Loading Graphs

GraphScope models graph data as property graphs, in which the edges/vertices are labeled and have many properties. In this tutorial, we show how GraphScope load graphs, including

  • How to define the schema of a property graph;
  • Simplified forms to load a graph;
  • Loading graph from various locations;
  • Serializing/Deserializing a graph to/from disk.

Defining the Schema

First, we launch a session and import necessary packages.

In [ ]:
import os
import graphscope
from graphscope.framework.graph import Graph
from graphscope.framework.loader import Loader
import vineyard

k8s_volumes = {
    "data": {
        "type": "hostPath",
        "field": {
          "path": "/testingdata",  # Path in host
          "type": "Directory"
        },
        "mounts": {
          "mountPath": "/home/jovyan/datasets",  # Path in pods
          "readOnly": True
        }
    }
}

graphscope.set_option(show_log=True)  # enable logging
sess = graphscope.session(k8s_volumes=k8s_volumes, k8s_etcd_mem='512Mi')  # create a session

We use the function load_from to load a graph. In this function, it will

  1. resolve the configurations of vertices and edges
  2. validate the configurations
  3. load data into memory and construct a graphscope.Graph object for subsequent usage.

The basic form of load_from looks like this:

load_from(edges, vertices=None, directed=True, oid_type="int64_t", generate_eid=True)

Next, we give introductions to the parameters.

edges

Required.

edges is a Dict. Each item in the dict determines a label for the edges. More specifically, the key of the pair item is the label name, the value of the pair is a configuration Tuple or List, which contains:

  • a Loader object for data source, it tells graphscope where to find the data for this label, it can be a file location, or a numpy array, etc.

  • a list of properties, the names should consistent to the header_row of the data source file. This list is optional. When it omitted or empty, all columns except the src/dst columns will be added as properties.

▶ _Dataset rows_

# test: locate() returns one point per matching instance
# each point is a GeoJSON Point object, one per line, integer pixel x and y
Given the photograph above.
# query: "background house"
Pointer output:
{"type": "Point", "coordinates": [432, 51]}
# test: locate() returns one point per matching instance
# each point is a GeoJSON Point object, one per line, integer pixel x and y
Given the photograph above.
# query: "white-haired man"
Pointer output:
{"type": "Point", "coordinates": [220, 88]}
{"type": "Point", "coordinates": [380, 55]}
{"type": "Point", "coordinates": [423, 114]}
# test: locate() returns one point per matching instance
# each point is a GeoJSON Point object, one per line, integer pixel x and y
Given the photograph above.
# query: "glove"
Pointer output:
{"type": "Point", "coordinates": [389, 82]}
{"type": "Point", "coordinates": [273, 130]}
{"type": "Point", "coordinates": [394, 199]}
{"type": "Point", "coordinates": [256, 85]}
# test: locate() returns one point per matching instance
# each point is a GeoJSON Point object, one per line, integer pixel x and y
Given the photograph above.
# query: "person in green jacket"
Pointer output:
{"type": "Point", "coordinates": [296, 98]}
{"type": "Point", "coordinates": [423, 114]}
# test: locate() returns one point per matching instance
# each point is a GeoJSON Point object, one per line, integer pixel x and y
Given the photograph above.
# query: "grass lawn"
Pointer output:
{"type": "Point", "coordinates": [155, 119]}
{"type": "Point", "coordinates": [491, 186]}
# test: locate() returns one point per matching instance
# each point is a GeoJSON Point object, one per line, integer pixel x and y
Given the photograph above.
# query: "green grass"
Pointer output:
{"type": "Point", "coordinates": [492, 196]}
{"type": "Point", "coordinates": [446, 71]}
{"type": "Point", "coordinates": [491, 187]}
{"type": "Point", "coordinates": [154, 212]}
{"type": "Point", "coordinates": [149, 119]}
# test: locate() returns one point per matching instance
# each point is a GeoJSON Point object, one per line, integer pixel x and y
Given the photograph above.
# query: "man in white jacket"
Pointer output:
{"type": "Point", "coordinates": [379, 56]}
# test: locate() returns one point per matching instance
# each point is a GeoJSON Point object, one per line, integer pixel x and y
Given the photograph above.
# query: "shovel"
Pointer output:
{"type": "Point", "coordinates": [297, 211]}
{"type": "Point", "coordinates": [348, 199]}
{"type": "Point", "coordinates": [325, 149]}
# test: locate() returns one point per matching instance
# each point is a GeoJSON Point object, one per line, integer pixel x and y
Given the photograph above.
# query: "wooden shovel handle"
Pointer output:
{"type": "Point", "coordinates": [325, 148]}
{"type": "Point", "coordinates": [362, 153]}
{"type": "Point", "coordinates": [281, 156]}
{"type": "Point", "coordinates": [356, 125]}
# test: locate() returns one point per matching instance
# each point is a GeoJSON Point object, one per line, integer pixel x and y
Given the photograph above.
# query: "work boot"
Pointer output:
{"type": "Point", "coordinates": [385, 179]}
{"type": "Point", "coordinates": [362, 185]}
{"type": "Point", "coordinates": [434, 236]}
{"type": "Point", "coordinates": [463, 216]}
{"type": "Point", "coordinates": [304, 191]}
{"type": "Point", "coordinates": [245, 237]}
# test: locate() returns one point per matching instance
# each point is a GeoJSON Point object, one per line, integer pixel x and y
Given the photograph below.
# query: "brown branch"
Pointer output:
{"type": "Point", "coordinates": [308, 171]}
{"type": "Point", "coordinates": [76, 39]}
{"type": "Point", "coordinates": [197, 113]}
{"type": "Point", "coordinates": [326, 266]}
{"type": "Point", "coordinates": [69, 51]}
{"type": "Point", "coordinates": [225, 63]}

--

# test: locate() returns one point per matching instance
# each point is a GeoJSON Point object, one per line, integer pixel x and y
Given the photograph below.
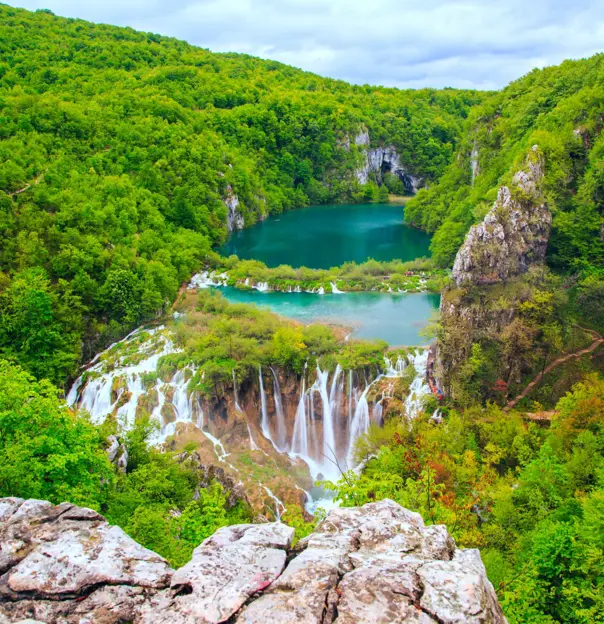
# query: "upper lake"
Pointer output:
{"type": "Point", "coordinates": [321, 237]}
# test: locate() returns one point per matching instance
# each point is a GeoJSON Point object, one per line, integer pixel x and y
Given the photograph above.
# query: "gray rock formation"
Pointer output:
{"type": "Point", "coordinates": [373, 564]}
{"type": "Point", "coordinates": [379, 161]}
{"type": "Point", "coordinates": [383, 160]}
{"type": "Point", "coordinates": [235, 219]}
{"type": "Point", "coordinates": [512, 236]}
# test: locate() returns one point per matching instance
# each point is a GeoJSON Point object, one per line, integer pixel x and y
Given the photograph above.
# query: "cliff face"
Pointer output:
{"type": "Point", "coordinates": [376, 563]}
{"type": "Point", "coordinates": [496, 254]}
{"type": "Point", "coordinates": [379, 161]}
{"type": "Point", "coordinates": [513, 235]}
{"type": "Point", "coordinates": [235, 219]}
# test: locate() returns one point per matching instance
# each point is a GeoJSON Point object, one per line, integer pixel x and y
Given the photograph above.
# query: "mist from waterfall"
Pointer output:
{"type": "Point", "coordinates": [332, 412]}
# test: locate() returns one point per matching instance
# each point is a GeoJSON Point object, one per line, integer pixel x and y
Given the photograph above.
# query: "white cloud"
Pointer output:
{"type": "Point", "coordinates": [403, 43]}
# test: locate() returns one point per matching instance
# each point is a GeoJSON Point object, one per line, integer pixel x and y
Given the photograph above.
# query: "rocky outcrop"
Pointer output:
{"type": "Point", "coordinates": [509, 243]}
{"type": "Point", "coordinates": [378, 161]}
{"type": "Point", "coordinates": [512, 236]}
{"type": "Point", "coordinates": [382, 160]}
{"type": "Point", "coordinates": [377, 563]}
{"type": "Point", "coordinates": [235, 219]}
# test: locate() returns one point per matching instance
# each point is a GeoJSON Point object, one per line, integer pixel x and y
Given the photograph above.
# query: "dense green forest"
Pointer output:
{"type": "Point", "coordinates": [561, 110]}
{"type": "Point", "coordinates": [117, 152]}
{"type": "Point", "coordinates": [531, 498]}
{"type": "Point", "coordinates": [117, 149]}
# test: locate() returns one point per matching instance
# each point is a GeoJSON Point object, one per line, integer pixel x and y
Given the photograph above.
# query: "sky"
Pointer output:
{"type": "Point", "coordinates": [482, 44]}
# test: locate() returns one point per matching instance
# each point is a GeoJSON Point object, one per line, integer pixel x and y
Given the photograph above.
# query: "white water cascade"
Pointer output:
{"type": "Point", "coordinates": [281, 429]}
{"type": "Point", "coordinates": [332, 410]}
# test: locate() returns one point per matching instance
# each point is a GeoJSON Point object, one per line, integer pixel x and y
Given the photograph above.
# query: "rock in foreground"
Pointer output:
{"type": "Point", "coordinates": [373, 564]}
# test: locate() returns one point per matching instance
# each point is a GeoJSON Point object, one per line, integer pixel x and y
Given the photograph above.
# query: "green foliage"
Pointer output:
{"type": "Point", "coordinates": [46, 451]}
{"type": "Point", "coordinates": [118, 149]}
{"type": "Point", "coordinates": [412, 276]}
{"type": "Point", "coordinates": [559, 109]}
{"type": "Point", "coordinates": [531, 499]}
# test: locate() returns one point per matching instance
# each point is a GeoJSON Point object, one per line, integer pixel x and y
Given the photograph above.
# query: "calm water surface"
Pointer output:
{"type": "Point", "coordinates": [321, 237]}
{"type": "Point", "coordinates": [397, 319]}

▶ _Problems_
A: List every parameter that appears in the basic form of load_from given in the GraphScope graph-loading tutorial.
B: From the GraphScope graph-loading tutorial, extract the stretch from "Next, we give" through "added as properties.".
The rows have nothing to do with the GraphScope graph-loading tutorial.

▶ _Answers given_
A: edges, vertices, directed, oid_type, generate_eid

B:
Next, we give introductions to the parameters.

edges

Required.

edges is a Dict. Each item in the dict determines a label for the edges. More specifically, the key of the pair item is the label name, the value of the pair is a configuration Tuple or List, which contains:

  • a Loader object for data source, it tells graphscope where to find the data for this label, it can be a file location, or a numpy array, etc.

  • a list of properties, the names should consistent to the header_row of the data source file. This list is optional. When it omitted or empty, all columns except the src/dst columns will be added as properties.